**ANGEGEBENES ZIEL A:** Wiederhole aus den Einträgen die Zeilen von der Zeile mit „Task: annotate each instance of the softball“ bis einschließlich der Zeile mit „x=133 y=111“ unverändert.

+++

M: Also sie wollte sich schon länger scheiden lassen?
Ja, weil er ist rumgelaufen, mit anderen Frauen und sie hat das gewusst. Er ist sogar einmal mit einem Mädel gegangen, die mit mir in die Schule gegangen ist und das hat mich sehr gestört.
M: Habt ihr euch geschämt für den Vater?
Nein, wir haben immer zu ihm aufgeschaut. Er ist in der Früh aufgestanden, bevor er sich gewaschen hat, hat geturnt, hat sich gewaschen und wir haben immer zu ihm aufgeschaut. Er wollte unser Vorbild sein, aber er war es nicht. Und manches Mal haben wir ihn direkt gehasst. Aber die Mama haben wir immer geliebt und ich erinnere mich, einmal sind wir in der Kaserne im Bett gelegen, sie sind gut geworden und ich hab mich umgedreht und hab mich so gekränkt. Ich wollte nicht, dass sie gut miteinander sind, denn ich hab Angst gehabt, er nimmt mir die Mama weg. Weißt du, wenn Eltern gut miteinander leben und sie streiten manchmal, sind die Kinder entsetzt, weil sie nicht wollen, dass die Eltern auseinander kommen.

+++

**ANGEGEBENES ZIEL B:** Kopiere aus dem Gespräch über die Eltern den Abschnitt von „M: Habt ihr“ bis einschließlich „Eltern auseinander kommen.“ wortgetreu.

Beschriftungen von Objektpunkten:

+++

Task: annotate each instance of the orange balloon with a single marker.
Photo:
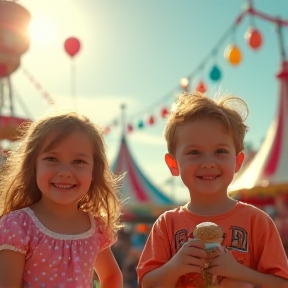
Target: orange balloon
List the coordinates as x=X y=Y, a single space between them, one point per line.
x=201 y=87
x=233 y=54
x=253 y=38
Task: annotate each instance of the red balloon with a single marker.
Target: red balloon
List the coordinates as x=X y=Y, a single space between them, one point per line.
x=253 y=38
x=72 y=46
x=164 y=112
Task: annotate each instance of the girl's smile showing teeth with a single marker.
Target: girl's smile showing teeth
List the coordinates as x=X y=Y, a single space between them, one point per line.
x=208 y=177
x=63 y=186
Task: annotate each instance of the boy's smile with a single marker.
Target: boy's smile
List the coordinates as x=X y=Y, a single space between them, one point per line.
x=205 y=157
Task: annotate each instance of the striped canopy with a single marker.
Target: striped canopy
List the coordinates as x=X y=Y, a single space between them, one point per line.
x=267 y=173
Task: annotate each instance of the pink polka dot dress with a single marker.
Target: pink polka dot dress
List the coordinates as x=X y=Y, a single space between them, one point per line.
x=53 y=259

+++

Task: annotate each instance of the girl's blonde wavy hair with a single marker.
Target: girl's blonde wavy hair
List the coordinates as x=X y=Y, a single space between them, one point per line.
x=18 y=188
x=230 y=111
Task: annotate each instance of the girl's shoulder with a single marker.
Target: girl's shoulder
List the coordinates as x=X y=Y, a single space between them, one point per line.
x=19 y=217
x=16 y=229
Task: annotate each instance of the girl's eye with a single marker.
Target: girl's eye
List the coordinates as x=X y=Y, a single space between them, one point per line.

+++

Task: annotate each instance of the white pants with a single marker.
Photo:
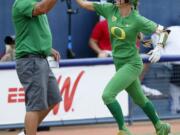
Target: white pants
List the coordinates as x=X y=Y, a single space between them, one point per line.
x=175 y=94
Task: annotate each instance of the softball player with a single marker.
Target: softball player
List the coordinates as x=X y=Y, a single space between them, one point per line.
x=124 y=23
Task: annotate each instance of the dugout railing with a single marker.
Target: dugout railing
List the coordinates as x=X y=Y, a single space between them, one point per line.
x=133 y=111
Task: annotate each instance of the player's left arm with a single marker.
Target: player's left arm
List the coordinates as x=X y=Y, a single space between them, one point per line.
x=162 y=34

+++

**ERWARTETE ANTWORT A:**
Task: annotate each instance of the softball player with a single marker.
Target: softball player
List the coordinates as x=X y=Y, a single space between them, one point per line.
x=124 y=23
Task: annotate each instance of the dugout railing with a single marker.
Target: dugout railing
List the coordinates as x=X y=Y, a single space between them, one point per line.
x=133 y=111

**ERWARTETE ANTWORT B:**
M: Habt ihr euch geschämt für den Vater?
Nein, wir haben immer zu ihm aufgeschaut. Er ist in der Früh aufgestanden, bevor er sich gewaschen hat, hat geturnt, hat sich gewaschen und wir haben immer zu ihm aufgeschaut. Er wollte unser Vorbild sein, aber er war es nicht. Und manches Mal haben wir ihn direkt gehasst. Aber die Mama haben wir immer geliebt und ich erinnere mich, einmal sind wir in der Kaserne im Bett gelegen, sie sind gut geworden und ich hab mich umgedreht und hab mich so gekränkt. Ich wollte nicht, dass sie gut miteinander sind, denn ich hab Angst gehabt, er nimmt mir die Mama weg. Weißt du, wenn Eltern gut miteinander leben und sie streiten manchmal, sind die Kinder entsetzt, weil sie nicht wollen, dass die Eltern auseinander kommen.